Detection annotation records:
◆ ◆ ◆ ◆ ◆ ◆ ◆

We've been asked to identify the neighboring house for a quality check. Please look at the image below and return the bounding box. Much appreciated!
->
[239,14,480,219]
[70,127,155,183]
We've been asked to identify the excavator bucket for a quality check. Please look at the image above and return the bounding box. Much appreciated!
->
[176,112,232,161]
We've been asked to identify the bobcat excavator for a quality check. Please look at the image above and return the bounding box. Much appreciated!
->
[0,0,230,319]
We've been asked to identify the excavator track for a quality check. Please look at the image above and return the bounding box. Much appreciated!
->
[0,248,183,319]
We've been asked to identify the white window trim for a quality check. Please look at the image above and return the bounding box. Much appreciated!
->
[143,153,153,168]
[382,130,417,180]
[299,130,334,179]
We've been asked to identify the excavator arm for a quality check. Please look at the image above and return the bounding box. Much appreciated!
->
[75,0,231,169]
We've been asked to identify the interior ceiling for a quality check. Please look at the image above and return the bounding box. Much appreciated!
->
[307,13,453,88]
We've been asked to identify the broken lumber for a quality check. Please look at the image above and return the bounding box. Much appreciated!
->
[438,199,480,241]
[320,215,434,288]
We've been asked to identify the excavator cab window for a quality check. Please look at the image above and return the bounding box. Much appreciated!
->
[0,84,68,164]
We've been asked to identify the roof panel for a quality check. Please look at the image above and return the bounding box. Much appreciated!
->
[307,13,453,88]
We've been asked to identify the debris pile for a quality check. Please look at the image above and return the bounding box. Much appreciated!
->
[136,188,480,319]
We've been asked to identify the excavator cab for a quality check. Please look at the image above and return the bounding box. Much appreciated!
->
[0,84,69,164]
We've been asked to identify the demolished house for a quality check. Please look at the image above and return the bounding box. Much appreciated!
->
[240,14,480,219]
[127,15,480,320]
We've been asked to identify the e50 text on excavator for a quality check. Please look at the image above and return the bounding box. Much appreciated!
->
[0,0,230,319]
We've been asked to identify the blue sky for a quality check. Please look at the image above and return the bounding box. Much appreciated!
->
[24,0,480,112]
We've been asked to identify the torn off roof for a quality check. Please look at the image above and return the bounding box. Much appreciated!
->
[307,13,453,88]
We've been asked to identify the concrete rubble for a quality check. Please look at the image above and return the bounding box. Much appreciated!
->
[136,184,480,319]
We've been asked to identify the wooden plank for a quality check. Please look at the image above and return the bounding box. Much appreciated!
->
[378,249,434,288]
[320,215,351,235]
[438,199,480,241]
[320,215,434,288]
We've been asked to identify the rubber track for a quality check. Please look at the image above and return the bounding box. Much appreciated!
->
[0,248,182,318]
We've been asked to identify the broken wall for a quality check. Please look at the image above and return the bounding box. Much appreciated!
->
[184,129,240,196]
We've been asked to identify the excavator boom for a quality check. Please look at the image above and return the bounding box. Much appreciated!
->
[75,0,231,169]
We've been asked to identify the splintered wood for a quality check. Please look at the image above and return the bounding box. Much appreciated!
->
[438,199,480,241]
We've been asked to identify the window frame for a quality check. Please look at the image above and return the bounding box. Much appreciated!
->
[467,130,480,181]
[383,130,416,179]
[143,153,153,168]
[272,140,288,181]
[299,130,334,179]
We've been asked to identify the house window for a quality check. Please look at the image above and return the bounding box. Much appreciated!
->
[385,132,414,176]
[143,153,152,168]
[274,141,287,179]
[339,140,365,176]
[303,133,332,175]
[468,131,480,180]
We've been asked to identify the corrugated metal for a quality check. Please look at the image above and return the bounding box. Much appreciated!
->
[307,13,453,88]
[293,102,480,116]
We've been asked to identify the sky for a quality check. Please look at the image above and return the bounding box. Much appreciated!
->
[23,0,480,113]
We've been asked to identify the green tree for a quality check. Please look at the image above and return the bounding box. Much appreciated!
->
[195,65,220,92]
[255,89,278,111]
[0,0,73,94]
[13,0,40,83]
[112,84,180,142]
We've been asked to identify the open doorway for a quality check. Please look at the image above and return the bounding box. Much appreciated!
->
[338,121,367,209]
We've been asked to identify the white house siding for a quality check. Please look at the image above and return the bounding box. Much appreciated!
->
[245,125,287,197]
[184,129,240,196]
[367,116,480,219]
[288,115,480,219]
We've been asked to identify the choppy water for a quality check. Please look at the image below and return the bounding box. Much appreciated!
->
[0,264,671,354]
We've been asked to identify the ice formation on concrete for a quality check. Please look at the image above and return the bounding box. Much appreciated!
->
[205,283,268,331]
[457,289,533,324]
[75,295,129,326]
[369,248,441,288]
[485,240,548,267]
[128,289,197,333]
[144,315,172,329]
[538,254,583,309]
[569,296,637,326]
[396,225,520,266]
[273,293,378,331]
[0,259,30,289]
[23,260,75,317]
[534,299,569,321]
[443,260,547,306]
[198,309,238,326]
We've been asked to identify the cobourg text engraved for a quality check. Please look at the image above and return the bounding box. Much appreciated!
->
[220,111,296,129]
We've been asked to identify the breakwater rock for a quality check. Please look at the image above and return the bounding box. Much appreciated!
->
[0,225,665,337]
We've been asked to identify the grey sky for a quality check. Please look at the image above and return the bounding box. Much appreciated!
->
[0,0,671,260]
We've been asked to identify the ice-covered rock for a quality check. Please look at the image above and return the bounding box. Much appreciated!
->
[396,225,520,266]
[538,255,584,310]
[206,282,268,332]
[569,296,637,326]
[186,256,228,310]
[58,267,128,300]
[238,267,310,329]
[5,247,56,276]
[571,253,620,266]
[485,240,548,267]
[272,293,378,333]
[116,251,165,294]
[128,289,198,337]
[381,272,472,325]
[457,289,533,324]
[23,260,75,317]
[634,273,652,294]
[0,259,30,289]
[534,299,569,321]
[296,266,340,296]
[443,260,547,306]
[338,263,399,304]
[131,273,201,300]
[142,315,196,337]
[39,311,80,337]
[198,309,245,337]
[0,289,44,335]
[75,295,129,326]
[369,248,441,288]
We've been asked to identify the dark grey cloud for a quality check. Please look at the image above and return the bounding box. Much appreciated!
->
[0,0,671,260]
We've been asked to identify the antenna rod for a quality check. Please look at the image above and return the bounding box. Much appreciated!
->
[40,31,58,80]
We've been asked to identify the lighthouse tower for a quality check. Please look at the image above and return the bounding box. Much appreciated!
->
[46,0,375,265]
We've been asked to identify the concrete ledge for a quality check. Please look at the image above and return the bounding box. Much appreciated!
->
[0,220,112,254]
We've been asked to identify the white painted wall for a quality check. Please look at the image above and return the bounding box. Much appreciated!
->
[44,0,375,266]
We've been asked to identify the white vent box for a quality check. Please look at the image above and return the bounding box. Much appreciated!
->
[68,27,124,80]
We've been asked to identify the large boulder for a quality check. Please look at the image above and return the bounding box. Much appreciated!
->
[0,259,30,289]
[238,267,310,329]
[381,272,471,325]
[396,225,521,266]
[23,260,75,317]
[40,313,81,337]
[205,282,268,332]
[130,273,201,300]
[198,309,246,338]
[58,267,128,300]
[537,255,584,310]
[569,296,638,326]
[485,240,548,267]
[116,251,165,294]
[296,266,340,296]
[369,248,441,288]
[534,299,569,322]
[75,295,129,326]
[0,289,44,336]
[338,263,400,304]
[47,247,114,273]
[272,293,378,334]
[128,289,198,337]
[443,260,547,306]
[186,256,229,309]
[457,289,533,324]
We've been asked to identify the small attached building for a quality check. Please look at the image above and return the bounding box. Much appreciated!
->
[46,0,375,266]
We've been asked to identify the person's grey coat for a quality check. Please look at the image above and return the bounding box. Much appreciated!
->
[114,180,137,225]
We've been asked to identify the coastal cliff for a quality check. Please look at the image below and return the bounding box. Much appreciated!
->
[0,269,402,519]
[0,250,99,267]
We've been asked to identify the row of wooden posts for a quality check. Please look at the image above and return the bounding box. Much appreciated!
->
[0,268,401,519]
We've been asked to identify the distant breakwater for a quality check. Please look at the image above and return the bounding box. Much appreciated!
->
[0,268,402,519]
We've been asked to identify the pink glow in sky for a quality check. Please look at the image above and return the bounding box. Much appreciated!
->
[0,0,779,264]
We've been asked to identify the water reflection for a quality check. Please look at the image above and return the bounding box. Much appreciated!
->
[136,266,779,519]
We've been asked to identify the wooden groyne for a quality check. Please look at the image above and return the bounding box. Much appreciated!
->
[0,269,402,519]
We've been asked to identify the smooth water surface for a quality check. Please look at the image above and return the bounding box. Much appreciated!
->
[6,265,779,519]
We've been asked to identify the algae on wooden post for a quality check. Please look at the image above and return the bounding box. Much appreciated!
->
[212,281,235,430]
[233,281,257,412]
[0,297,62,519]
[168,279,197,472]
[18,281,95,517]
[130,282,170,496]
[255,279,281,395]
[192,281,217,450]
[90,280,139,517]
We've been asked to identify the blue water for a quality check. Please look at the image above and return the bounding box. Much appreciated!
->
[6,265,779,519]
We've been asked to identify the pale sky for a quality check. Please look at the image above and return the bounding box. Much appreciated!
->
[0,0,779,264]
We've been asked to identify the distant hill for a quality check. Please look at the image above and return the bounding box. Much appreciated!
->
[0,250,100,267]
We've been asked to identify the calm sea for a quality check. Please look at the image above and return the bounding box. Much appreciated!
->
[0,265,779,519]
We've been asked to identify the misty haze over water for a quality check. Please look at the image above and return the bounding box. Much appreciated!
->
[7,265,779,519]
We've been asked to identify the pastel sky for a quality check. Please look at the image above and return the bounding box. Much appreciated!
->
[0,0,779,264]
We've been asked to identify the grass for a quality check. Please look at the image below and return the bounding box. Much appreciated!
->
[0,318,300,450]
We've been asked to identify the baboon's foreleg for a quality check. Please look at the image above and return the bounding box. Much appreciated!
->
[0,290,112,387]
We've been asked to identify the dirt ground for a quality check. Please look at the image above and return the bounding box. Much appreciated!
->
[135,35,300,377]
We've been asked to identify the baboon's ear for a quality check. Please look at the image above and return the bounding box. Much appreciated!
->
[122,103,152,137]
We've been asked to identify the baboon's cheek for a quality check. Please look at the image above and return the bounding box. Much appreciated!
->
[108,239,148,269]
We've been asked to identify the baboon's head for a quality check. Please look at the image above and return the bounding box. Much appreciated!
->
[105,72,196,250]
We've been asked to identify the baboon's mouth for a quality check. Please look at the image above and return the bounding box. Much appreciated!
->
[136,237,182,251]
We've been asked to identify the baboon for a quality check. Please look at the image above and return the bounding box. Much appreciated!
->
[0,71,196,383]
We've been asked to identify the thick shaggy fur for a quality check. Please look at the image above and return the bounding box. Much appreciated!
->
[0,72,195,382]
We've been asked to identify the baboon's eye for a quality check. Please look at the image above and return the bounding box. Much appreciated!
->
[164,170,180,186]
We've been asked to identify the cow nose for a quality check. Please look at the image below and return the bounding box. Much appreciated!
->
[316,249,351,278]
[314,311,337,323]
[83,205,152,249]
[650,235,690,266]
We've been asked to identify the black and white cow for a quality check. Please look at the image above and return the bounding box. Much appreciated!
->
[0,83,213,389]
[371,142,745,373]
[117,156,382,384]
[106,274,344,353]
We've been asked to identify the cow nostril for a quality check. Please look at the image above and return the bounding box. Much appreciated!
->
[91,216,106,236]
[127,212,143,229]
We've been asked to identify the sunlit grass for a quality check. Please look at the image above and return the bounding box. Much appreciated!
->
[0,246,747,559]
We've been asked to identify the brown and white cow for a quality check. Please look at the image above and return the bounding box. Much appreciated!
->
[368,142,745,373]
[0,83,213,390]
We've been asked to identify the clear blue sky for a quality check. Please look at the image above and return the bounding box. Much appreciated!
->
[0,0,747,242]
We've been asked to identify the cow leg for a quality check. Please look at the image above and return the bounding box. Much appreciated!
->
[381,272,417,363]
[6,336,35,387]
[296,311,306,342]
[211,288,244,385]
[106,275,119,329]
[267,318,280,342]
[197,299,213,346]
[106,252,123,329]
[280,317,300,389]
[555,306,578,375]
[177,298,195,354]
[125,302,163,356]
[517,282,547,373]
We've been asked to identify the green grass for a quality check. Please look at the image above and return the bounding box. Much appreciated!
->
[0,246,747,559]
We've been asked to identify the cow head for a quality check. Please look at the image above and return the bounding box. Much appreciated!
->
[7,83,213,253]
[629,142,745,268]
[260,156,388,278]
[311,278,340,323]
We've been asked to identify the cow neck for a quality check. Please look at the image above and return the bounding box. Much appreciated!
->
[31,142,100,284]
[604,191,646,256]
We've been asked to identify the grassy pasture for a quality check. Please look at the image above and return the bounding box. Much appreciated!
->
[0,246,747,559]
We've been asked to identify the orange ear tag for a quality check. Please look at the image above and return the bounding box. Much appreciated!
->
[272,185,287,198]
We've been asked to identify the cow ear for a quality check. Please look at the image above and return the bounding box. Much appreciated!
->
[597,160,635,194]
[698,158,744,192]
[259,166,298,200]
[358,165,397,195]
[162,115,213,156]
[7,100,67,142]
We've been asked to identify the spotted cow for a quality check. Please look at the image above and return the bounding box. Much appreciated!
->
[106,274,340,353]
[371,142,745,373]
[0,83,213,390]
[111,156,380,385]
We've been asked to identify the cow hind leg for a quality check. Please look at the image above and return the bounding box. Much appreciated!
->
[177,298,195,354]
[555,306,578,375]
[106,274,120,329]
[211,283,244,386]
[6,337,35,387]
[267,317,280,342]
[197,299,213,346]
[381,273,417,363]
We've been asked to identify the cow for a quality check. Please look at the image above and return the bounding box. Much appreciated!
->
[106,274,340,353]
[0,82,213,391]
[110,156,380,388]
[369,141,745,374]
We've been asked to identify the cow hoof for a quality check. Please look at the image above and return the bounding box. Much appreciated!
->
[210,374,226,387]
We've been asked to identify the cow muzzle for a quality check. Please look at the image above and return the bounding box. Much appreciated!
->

◆ ◆ ◆ ◆ ◆ ◆ ◆

* **Direction**: Rewrite only the lines of the records from the line with "We've been asked to identify the distant hill" to the line with "[0,265,779,519]", replacing "calm sea" with "open sea" and keeping everything else the same.

* **Result for this task**:
We've been asked to identify the distant hill for a quality check. Please look at the image above and return the bounding box. Much appreciated!
->
[0,250,100,267]
We've been asked to identify the open sea for a quality check. Please look at the image above and return the bounding box. Much appreciated!
->
[0,265,779,519]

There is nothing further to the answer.